- EXERCISE DIRECTIONS
Return the lines below unchanged, leaving the pictures out of your answer.

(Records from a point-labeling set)
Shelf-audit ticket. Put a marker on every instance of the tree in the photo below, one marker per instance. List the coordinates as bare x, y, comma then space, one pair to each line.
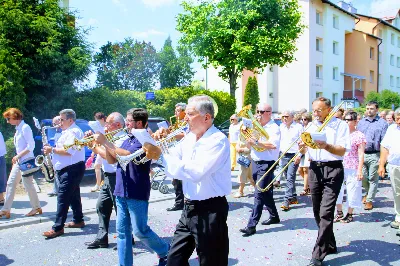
175, 71
235, 35
42, 55
126, 65
251, 93
385, 99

- WRITTEN RESPONSE
Shelf-audit ticket. Put a marker on every instance of the tree in the photo below, one marker per instance. List the coordinates as bare x, y, comma then space, one pair to each line.
175, 71
235, 35
42, 55
126, 65
251, 93
385, 99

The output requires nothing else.